Only the lines from the start of the entries through the line with "Query: path through field" should be returned, each exactly as it stands, and no pictures.

◆ Excerpted records:
____

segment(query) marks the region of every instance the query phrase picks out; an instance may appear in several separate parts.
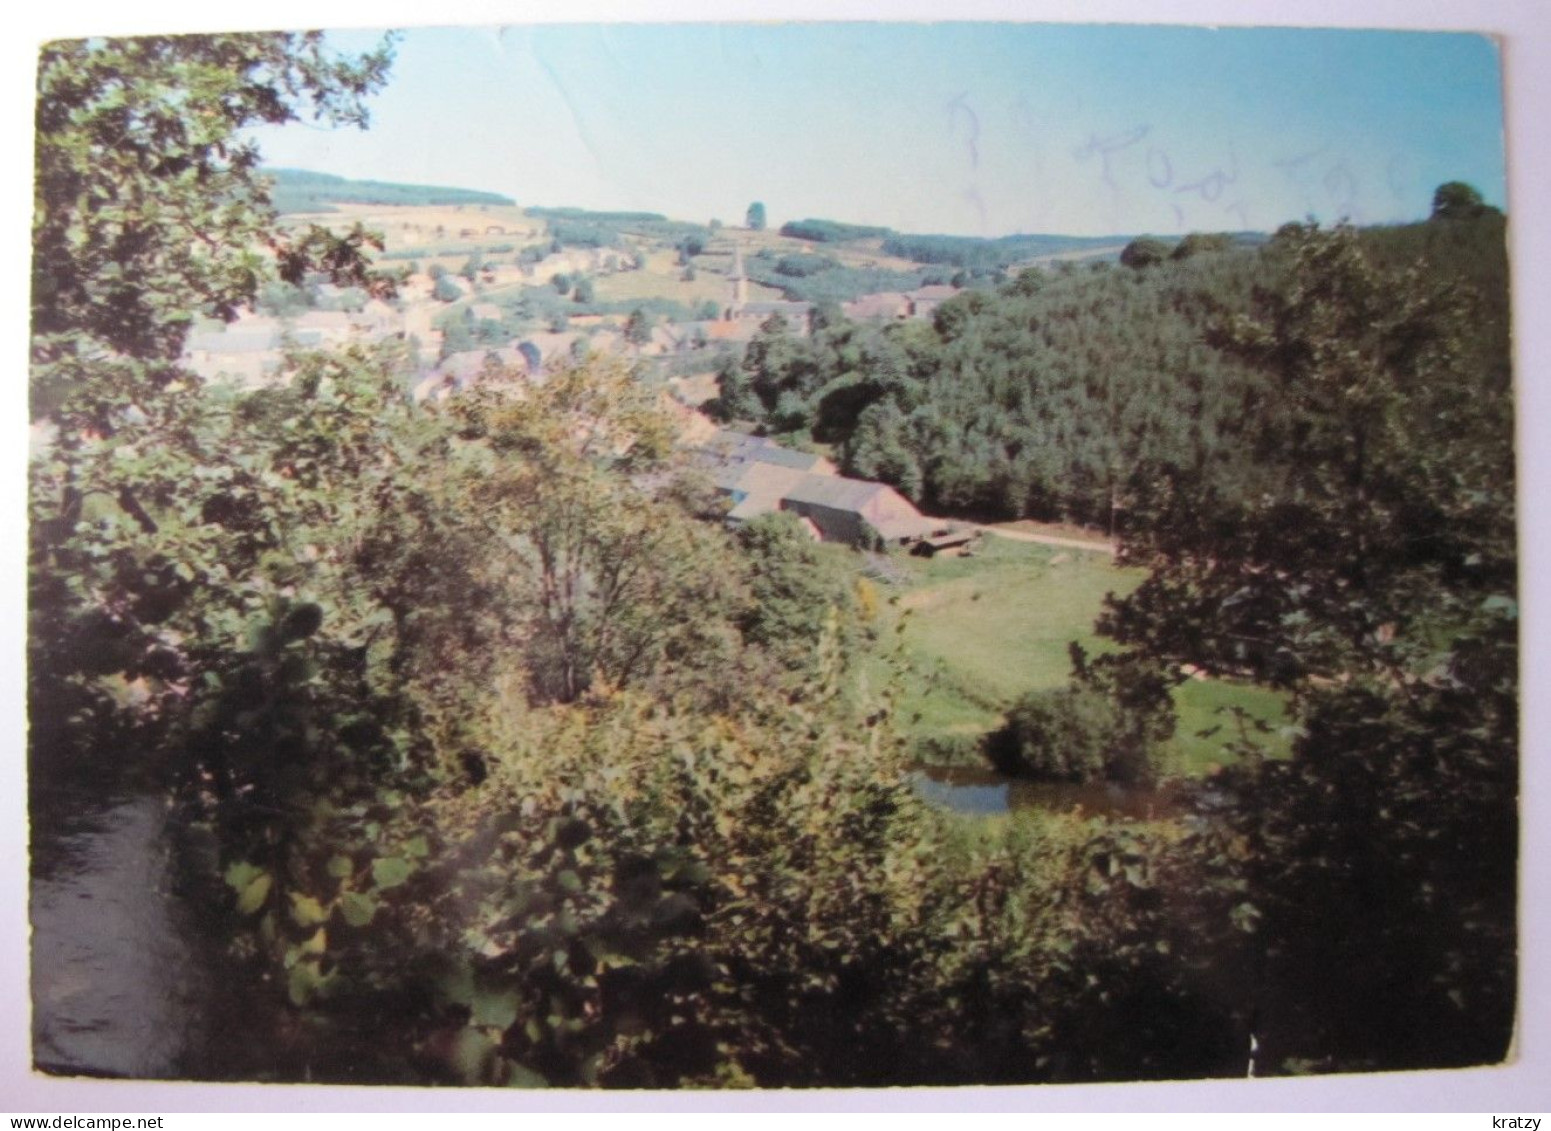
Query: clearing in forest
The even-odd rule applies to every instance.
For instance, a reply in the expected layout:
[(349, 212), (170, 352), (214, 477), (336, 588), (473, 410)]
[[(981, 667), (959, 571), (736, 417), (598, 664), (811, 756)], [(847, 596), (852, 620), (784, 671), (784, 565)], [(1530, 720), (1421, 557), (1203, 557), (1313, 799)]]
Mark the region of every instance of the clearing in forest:
[[(898, 672), (897, 718), (924, 761), (978, 764), (978, 740), (1003, 720), (1020, 695), (1064, 685), (1070, 645), (1090, 654), (1113, 645), (1094, 621), (1109, 593), (1125, 595), (1146, 576), (1113, 564), (1108, 553), (987, 536), (971, 557), (891, 560), (896, 580), (880, 586), (874, 682)], [(1179, 772), (1208, 772), (1230, 760), (1232, 708), (1285, 723), (1279, 694), (1251, 684), (1192, 679), (1174, 695), (1179, 725), (1165, 751)], [(1214, 733), (1202, 736), (1203, 731)], [(1285, 752), (1285, 738), (1264, 739)]]

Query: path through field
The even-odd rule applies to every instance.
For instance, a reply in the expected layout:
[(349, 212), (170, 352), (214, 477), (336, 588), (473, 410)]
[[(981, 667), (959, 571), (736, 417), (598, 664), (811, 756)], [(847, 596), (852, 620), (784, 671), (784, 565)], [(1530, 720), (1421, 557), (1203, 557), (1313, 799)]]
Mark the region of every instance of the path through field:
[(975, 525), (982, 534), (995, 534), (998, 538), (1010, 538), (1014, 542), (1038, 542), (1043, 546), (1063, 546), (1069, 550), (1092, 550), (1100, 554), (1115, 553), (1113, 542), (1101, 539), (1063, 538), (1055, 534), (1038, 534), (1031, 530), (1019, 530), (1012, 526)]

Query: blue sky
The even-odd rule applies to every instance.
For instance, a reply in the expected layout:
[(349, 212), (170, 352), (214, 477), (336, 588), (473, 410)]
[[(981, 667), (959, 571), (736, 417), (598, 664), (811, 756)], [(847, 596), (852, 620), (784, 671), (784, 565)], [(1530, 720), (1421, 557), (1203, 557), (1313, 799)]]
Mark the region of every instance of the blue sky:
[[(365, 33), (341, 45), (369, 42)], [(1488, 38), (1040, 24), (422, 28), (365, 134), (264, 131), (274, 165), (521, 204), (913, 232), (1272, 229), (1504, 204)]]

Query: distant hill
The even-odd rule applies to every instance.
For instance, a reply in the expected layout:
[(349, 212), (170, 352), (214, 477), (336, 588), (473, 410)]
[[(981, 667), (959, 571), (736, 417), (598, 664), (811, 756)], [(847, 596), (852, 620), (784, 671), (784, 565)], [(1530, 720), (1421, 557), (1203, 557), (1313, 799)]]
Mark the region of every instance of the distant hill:
[(892, 228), (846, 224), (836, 220), (794, 220), (781, 226), (781, 234), (811, 243), (848, 244), (881, 240), (885, 255), (932, 266), (974, 271), (995, 271), (1017, 263), (1051, 256), (1102, 254), (1124, 244), (1130, 236), (1013, 235), (979, 236), (910, 235)]
[(511, 197), (473, 189), (435, 185), (398, 185), (387, 181), (352, 181), (330, 173), (304, 169), (266, 169), (274, 178), (275, 208), (287, 212), (333, 212), (339, 204), (515, 204)]

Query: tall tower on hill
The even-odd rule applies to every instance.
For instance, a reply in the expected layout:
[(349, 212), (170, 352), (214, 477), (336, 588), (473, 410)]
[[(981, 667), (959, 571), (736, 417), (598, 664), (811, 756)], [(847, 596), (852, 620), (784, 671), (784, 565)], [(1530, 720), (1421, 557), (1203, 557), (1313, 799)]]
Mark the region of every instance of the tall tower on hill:
[(732, 306), (727, 311), (728, 319), (738, 317), (749, 301), (749, 277), (743, 271), (743, 245), (732, 245), (732, 271), (727, 276), (727, 281), (732, 284)]

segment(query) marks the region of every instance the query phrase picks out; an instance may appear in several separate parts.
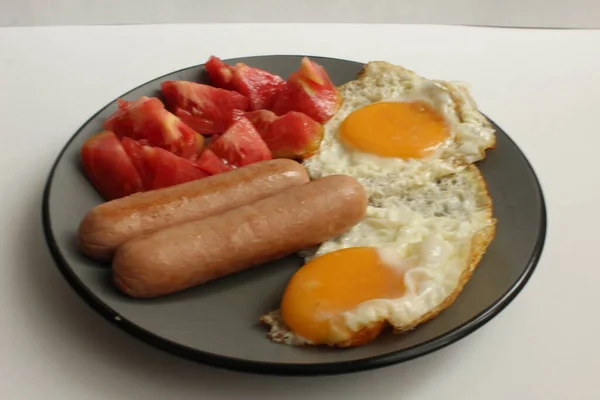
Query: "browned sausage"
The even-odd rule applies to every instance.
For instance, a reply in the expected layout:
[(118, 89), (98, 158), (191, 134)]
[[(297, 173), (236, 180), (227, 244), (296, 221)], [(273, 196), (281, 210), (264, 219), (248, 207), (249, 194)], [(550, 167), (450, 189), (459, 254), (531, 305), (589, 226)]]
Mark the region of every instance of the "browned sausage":
[(308, 180), (301, 164), (277, 159), (112, 200), (83, 218), (80, 247), (92, 258), (110, 261), (118, 246), (136, 236), (219, 214)]
[(331, 175), (127, 242), (113, 260), (113, 280), (132, 297), (177, 292), (324, 242), (354, 226), (366, 207), (360, 183)]

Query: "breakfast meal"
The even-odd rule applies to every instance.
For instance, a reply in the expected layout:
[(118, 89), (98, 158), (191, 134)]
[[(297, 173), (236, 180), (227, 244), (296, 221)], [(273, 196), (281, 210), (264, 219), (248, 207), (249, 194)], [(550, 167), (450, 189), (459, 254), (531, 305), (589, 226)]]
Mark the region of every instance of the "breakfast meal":
[(308, 57), (286, 79), (214, 56), (204, 67), (210, 84), (119, 99), (81, 148), (105, 202), (80, 248), (111, 263), (124, 295), (201, 290), (296, 254), (279, 308), (256, 318), (273, 342), (331, 347), (453, 303), (496, 225), (474, 165), (495, 132), (466, 85), (387, 62), (340, 87)]

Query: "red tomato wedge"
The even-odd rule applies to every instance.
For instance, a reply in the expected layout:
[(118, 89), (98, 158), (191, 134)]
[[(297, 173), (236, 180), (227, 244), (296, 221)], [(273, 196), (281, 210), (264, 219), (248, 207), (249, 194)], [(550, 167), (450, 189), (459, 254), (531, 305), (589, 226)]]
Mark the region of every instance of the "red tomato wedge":
[(272, 111), (245, 113), (263, 138), (273, 158), (303, 159), (312, 156), (323, 140), (323, 126), (306, 114), (290, 111), (278, 117)]
[(279, 118), (277, 114), (269, 110), (248, 111), (244, 113), (244, 116), (254, 125), (261, 136), (271, 127), (273, 121)]
[(152, 189), (161, 189), (208, 176), (192, 162), (160, 147), (144, 146), (144, 158), (152, 173)]
[(218, 57), (211, 56), (206, 64), (204, 64), (204, 68), (206, 68), (206, 72), (213, 85), (223, 89), (234, 89), (231, 83), (233, 79), (233, 67), (225, 64)]
[(232, 67), (215, 56), (208, 59), (205, 68), (215, 86), (246, 96), (250, 110), (270, 108), (285, 87), (285, 81), (278, 75), (242, 63)]
[(81, 147), (85, 175), (105, 200), (144, 190), (142, 179), (113, 132), (103, 131)]
[(146, 146), (128, 137), (121, 139), (121, 145), (125, 149), (125, 152), (133, 163), (133, 166), (140, 175), (144, 190), (152, 190), (154, 173), (152, 172), (152, 169), (146, 160), (146, 152), (144, 150)]
[(248, 108), (248, 99), (232, 90), (187, 81), (166, 81), (160, 87), (175, 115), (205, 135), (225, 132), (233, 110)]
[(211, 175), (220, 174), (221, 172), (227, 172), (233, 169), (231, 165), (225, 164), (225, 162), (211, 149), (204, 149), (202, 154), (200, 154), (200, 157), (198, 157), (198, 161), (196, 161), (196, 166)]
[[(130, 137), (150, 146), (161, 147), (178, 156), (194, 159), (204, 140), (178, 117), (167, 111), (156, 97), (135, 101), (119, 100), (119, 109), (104, 123), (118, 137)], [(202, 138), (202, 139), (200, 139)]]
[(317, 122), (327, 122), (341, 107), (342, 97), (329, 79), (325, 68), (308, 57), (293, 72), (271, 108), (275, 114), (302, 112)]
[(243, 113), (237, 114), (229, 129), (217, 140), (211, 140), (208, 148), (234, 168), (272, 158), (266, 143)]
[(234, 67), (232, 82), (235, 90), (250, 100), (250, 110), (270, 108), (285, 87), (280, 76), (241, 63)]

____

◆ Task answer:
segment(query) marks the region of every instance the query phrase picks out; an instance may appear in several separate parts.
Query: clearing in forest
The even-odd rule applies to every instance.
For instance, a reply in the expected layout:
[(349, 212), (170, 352), (214, 477), (336, 588), (473, 410)]
[[(981, 667), (959, 571), (736, 417), (598, 664), (811, 756)], [(847, 596), (852, 620), (784, 671), (784, 565)], [(1530, 720), (1421, 557), (1203, 557), (1313, 799)]]
Mark the region of every instance of the clearing in forest:
[[(898, 672), (897, 718), (924, 761), (978, 764), (978, 740), (1003, 720), (1020, 695), (1064, 685), (1070, 645), (1090, 654), (1113, 645), (1094, 621), (1109, 593), (1125, 595), (1146, 576), (1113, 564), (1108, 553), (987, 536), (971, 557), (891, 560), (896, 580), (880, 586), (874, 682)], [(1179, 772), (1208, 772), (1230, 760), (1232, 708), (1285, 723), (1279, 694), (1251, 684), (1192, 679), (1174, 695), (1179, 725), (1165, 751)], [(1214, 733), (1202, 736), (1203, 731)], [(1285, 752), (1285, 738), (1264, 739)]]

Query: path through field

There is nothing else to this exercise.